** Opening Input data block **

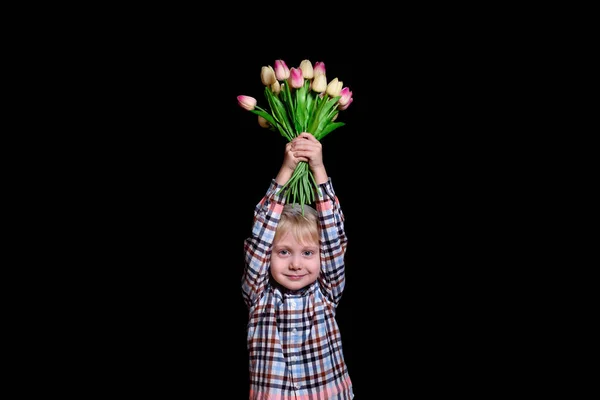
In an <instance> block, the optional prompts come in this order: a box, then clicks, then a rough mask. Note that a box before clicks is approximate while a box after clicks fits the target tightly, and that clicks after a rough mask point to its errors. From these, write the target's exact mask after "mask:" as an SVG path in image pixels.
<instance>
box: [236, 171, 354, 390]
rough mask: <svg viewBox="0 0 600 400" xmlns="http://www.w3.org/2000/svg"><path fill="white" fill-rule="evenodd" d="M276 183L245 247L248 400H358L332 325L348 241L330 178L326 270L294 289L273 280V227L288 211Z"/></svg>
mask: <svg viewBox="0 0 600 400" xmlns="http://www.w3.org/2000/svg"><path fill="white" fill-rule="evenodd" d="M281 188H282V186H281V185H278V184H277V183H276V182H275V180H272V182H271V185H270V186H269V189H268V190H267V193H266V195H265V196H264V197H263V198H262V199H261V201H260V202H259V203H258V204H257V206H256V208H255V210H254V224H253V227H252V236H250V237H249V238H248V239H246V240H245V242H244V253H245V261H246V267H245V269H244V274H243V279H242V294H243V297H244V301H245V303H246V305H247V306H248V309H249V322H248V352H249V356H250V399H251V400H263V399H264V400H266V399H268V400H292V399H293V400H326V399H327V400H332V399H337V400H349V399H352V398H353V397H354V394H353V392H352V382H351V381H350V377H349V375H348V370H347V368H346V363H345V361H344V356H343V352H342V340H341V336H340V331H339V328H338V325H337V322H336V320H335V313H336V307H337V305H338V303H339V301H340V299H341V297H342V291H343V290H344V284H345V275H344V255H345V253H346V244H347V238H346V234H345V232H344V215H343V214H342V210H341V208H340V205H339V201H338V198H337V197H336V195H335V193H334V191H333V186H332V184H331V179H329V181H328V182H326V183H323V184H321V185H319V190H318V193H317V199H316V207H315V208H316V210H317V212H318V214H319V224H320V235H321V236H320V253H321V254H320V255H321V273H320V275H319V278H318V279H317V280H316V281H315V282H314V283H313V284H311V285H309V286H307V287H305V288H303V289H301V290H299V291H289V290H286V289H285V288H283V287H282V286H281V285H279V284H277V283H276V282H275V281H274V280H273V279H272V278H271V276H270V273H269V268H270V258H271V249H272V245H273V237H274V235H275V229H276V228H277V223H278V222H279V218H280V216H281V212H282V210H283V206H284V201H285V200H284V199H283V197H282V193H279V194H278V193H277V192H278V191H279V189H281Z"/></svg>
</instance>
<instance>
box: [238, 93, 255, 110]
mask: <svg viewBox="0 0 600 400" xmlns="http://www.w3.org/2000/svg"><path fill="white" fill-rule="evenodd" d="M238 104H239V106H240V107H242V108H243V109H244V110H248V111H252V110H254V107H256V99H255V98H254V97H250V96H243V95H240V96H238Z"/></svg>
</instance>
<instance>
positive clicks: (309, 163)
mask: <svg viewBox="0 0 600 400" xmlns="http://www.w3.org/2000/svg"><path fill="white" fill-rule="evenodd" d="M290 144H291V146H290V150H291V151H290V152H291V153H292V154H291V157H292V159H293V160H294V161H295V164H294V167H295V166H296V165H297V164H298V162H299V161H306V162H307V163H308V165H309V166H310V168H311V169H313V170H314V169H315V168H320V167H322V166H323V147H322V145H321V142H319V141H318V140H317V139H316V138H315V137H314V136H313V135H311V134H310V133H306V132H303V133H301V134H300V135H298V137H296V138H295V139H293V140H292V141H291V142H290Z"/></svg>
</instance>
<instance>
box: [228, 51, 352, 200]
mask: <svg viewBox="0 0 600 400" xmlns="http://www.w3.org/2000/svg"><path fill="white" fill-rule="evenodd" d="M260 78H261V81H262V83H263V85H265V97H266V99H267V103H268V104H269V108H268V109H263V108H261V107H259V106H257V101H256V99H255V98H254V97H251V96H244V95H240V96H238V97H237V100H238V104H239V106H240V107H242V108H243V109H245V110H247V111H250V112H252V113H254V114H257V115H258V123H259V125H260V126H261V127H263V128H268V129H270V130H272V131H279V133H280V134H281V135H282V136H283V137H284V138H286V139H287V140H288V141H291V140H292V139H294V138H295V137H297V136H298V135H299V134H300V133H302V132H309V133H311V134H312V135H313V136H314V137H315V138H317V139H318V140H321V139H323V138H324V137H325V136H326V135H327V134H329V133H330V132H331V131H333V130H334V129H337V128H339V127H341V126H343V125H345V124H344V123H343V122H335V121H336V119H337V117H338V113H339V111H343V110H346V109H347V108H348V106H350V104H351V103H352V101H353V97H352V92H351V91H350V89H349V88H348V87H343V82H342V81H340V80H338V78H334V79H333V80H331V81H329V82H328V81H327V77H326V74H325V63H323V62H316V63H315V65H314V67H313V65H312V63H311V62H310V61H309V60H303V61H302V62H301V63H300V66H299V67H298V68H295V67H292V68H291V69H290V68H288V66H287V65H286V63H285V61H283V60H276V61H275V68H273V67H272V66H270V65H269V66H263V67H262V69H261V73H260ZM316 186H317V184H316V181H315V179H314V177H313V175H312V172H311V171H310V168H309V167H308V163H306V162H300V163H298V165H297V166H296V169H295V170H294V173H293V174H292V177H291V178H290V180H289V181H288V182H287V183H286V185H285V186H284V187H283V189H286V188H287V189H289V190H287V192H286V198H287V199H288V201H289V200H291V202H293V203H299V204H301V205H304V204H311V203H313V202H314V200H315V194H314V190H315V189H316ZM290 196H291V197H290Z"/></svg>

** Closing Input data block **

*Action item*
Format every line of the listing above as a numbered list, skipping blank lines and omitting the pictures.

*Completed exercise*
1. In an <instance> block, the optional prompts come in this order: a box, then clicks, then a rough mask. Note that a box before clicks is approximate while a box after clicks fits the target tightly, and that clicks after a rough mask point to its errors. From these, write the target's exact mask after "mask:" as an SVG path in image pixels.
2. <instance>
3. box: [236, 171, 354, 390]
4. rough mask: <svg viewBox="0 0 600 400" xmlns="http://www.w3.org/2000/svg"><path fill="white" fill-rule="evenodd" d="M276 183L245 247L248 400H358L332 325L348 241L330 178L326 270L294 289L273 280V227L288 211Z"/></svg>
5. mask: <svg viewBox="0 0 600 400" xmlns="http://www.w3.org/2000/svg"><path fill="white" fill-rule="evenodd" d="M281 188H282V186H281V185H278V184H277V183H276V182H275V180H272V182H271V185H270V186H269V189H268V190H267V193H266V195H265V196H264V197H263V198H262V199H261V201H260V202H259V203H258V204H257V206H256V208H255V210H254V224H253V227H252V236H250V237H249V238H248V239H246V240H245V242H244V253H245V261H246V267H245V269H244V274H243V279H242V294H243V297H244V301H245V303H246V305H247V306H248V309H249V322H248V352H249V356H250V399H251V400H263V399H264V400H266V399H268V400H292V399H293V400H326V399H327V400H332V399H337V400H349V399H352V398H353V397H354V394H353V392H352V382H351V381H350V377H349V375H348V370H347V368H346V363H345V361H344V356H343V352H342V340H341V336H340V331H339V328H338V325H337V322H336V320H335V313H336V307H337V305H338V303H339V301H340V299H341V297H342V291H343V290H344V284H345V275H344V255H345V253H346V244H347V238H346V234H345V232H344V215H343V214H342V210H341V208H340V205H339V201H338V198H337V197H336V195H335V193H334V191H333V186H332V184H331V179H329V181H328V182H326V183H323V184H321V185H319V190H318V193H317V199H316V207H315V208H316V210H317V212H318V214H319V224H320V235H321V236H320V253H321V254H320V255H321V273H320V275H319V278H318V279H317V280H316V281H315V282H314V283H313V284H311V285H309V286H307V287H305V288H303V289H301V290H299V291H289V290H286V289H285V288H283V287H282V286H281V285H279V284H277V283H276V282H275V281H274V280H273V279H272V278H271V276H270V273H269V268H270V258H271V249H272V245H273V237H274V235H275V229H276V228H277V223H278V222H279V218H280V216H281V212H282V210H283V206H284V201H285V200H284V199H283V197H282V193H279V194H278V193H277V192H278V191H279V189H281Z"/></svg>
6. </instance>
7. <instance>
8. box: [238, 93, 255, 110]
9. mask: <svg viewBox="0 0 600 400" xmlns="http://www.w3.org/2000/svg"><path fill="white" fill-rule="evenodd" d="M238 104H239V106H240V107H242V108H243V109H244V110H248V111H252V110H254V107H256V99H255V98H254V97H250V96H243V95H240V96H238Z"/></svg>
10. </instance>
11. <instance>
12. positive clicks: (309, 163)
13. mask: <svg viewBox="0 0 600 400" xmlns="http://www.w3.org/2000/svg"><path fill="white" fill-rule="evenodd" d="M290 144H291V146H290V150H291V151H290V152H291V153H292V154H291V157H292V159H293V160H294V161H295V164H294V167H295V166H296V165H297V164H298V162H299V161H306V162H307V163H308V165H309V166H310V168H311V169H313V170H314V169H315V168H320V167H322V166H323V147H322V145H321V142H319V141H318V140H317V139H316V138H315V137H314V136H313V135H311V134H310V133H306V132H303V133H301V134H300V135H298V137H296V138H295V139H293V140H292V141H291V142H290Z"/></svg>
14. </instance>
15. <instance>
16. box: [228, 51, 352, 200]
17. mask: <svg viewBox="0 0 600 400" xmlns="http://www.w3.org/2000/svg"><path fill="white" fill-rule="evenodd" d="M260 78H261V81H262V83H263V85H265V97H266V99H267V103H268V104H269V108H268V109H263V108H261V107H259V106H257V101H256V99H255V98H254V97H251V96H244V95H240V96H238V97H237V100H238V104H239V106H240V107H242V108H243V109H245V110H247V111H250V112H252V113H254V114H257V115H258V123H259V125H260V126H261V127H263V128H268V129H270V130H272V131H279V133H280V134H281V135H282V136H283V137H284V138H286V139H287V140H288V141H291V140H292V139H294V138H295V137H297V136H298V135H299V134H300V133H302V132H309V133H311V134H312V135H313V136H314V137H315V138H317V139H318V140H321V139H323V138H324V137H325V136H326V135H327V134H329V133H330V132H331V131H333V130H334V129H337V128H339V127H341V126H343V125H345V124H344V123H343V122H335V121H336V119H337V117H338V113H339V111H343V110H346V109H347V108H348V106H350V104H351V103H352V101H353V97H352V92H351V91H350V89H349V88H348V87H343V82H342V81H340V80H338V78H334V79H333V80H331V81H329V82H328V81H327V77H326V74H325V63H323V62H316V63H315V65H314V67H313V65H312V63H311V62H310V61H309V60H303V61H302V62H301V63H300V66H299V67H298V68H295V67H292V68H291V69H290V68H288V66H287V65H286V63H285V61H283V60H276V61H275V68H273V67H272V66H270V65H269V66H263V67H262V69H261V73H260ZM316 186H317V184H316V181H315V179H314V177H313V175H312V172H311V171H310V168H309V167H308V163H306V162H300V163H298V165H297V166H296V169H295V170H294V173H293V174H292V177H291V178H290V180H289V181H288V182H287V183H286V185H285V186H284V187H283V189H286V188H287V189H289V190H287V192H286V198H287V199H288V201H289V200H291V202H293V203H299V204H301V205H304V204H311V203H313V202H314V200H315V194H314V190H315V189H316ZM290 196H291V197H290Z"/></svg>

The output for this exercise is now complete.